__Goal__. Present the lines below as a numbered list, leaving out any blank lines and the pictures.

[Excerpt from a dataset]
____
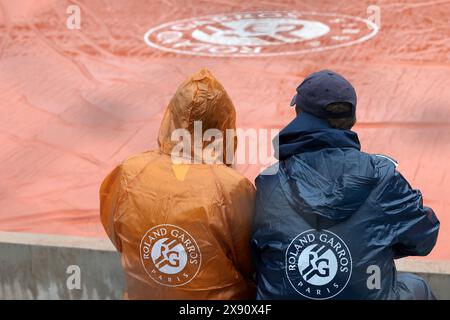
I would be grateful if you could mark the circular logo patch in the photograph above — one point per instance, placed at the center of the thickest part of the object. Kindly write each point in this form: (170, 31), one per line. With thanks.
(318, 264)
(261, 33)
(170, 255)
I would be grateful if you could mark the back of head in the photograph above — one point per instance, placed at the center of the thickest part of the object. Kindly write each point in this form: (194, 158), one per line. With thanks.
(345, 122)
(199, 100)
(329, 96)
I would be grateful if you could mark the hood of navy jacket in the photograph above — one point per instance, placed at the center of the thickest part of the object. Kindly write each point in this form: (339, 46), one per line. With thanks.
(314, 170)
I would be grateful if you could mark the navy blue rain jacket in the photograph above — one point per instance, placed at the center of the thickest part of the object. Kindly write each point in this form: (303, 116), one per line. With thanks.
(331, 221)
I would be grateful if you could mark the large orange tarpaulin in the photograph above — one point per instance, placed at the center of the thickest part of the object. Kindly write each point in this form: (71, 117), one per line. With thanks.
(75, 102)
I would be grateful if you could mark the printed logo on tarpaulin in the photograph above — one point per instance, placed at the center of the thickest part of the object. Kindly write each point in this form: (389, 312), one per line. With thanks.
(170, 255)
(260, 33)
(318, 264)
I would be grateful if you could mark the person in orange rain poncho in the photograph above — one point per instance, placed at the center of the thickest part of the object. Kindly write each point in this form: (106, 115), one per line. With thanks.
(183, 227)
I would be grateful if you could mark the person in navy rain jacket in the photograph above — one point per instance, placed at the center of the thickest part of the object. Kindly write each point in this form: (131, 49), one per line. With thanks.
(331, 221)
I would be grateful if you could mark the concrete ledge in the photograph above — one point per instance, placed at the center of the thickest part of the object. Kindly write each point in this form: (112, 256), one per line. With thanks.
(33, 266)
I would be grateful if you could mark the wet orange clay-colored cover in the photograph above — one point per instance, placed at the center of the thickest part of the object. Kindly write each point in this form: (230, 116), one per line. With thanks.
(78, 96)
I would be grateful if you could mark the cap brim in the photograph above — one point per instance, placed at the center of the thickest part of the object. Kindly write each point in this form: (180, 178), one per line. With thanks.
(294, 100)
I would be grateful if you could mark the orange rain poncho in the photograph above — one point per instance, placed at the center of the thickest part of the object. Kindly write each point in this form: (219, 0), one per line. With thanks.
(183, 230)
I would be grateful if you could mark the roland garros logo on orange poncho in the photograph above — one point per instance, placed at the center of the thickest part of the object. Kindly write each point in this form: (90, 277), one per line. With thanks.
(170, 255)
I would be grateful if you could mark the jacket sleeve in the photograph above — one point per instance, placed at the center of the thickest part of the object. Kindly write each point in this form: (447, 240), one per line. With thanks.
____
__Finished task__.
1. I would be grateful if you could mark the circular logo patch in the photograph above — one point per instance, placed at the center of the thickest part of the object. Kindly write each point in this form: (170, 31), one per line. With thanks.
2. (318, 264)
3. (261, 33)
4. (170, 255)
5. I would be grateful if you could mark the back of head in the photograph above — one point per instance, placed at the center of the thickest part of the object. Kindly write each point in this form: (194, 158), one per line. With thanks.
6. (345, 122)
7. (199, 100)
8. (329, 96)
9. I would be grateful if you could mark the hood of navy jacket in the photograph above — one point per instance, placed at the center of the thickest part of the object. Kindly write each point in this form: (339, 46), one per line. With thanks.
10. (314, 170)
11. I would be grateful if you could mark the navy blue rain jacket in the photograph above — one point per instance, placed at the center of the thickest part of the object. Kindly write each point in this form: (303, 116), one per line. With thanks.
12. (331, 221)
13. I would be grateful if you could mark the large orange tarpaulin in the photograph above — one point per instance, placed at the center of the thickest part of the object. Kindly write each point in this form: (71, 117), one per line. With thanks.
14. (75, 102)
15. I would be grateful if you could mark the printed logo on tarpaulin in the photograph above — one point per instance, placed at the center of the thickest part of the object. Kindly write each point in this form: (389, 312), one per line. With thanks.
16. (170, 255)
17. (260, 33)
18. (318, 264)
19. I would be grateful if you could mark the person in orange rain poncho in the photograph above — one point per instance, placed at the center of the thickest part of the object. Kindly write each point in this form: (106, 115), one per line. With thanks.
20. (183, 227)
21. I would be grateful if you could mark the person in navy rain jacket in the photograph above — one point per instance, placed at the center of the thickest part of the object. Kindly write each point in this form: (131, 49), one per line. With thanks.
22. (331, 221)
23. I would be grateful if you could mark the concrete ledge in the photograph above — one point per instance, placed at the center of the thickest part of the object. Kindly write each point in this form: (112, 256), one per line. With thanks.
24. (33, 266)
25. I would be grateful if you could mark the wet orange clay-colored cover in the photograph above — one point per instance, placed at the center of the thickest part of the object. Kindly write each point in this form: (230, 116), one per line. With thanks.
26. (78, 96)
27. I would be grateful if you could mark the cap brim in the photograph above — one point per instance, placed at the center of the thickest part of the object. Kindly write each point in this form: (180, 178), one per line. With thanks.
28. (294, 100)
29. I would be grateful if you could mark the orange rain poncho in the photograph above — one point per instance, placed at the center of the thickest part of the object. Kindly write each point in this form: (219, 0), one per line. With thanks.
30. (183, 230)
31. I would be grateful if you could mark the roland garros logo on orange poncho in the photograph above — one point per instance, placed at the center of the thickest part of the object. Kindly write each point in this form: (90, 277), one per line. With thanks.
32. (170, 255)
33. I would be grateful if you could mark the jacket sleeve in the photograph above — one point per instance, placed at the center of the thickest part of the object. Kindly write each point in this form: (447, 240), one per line. With thanks.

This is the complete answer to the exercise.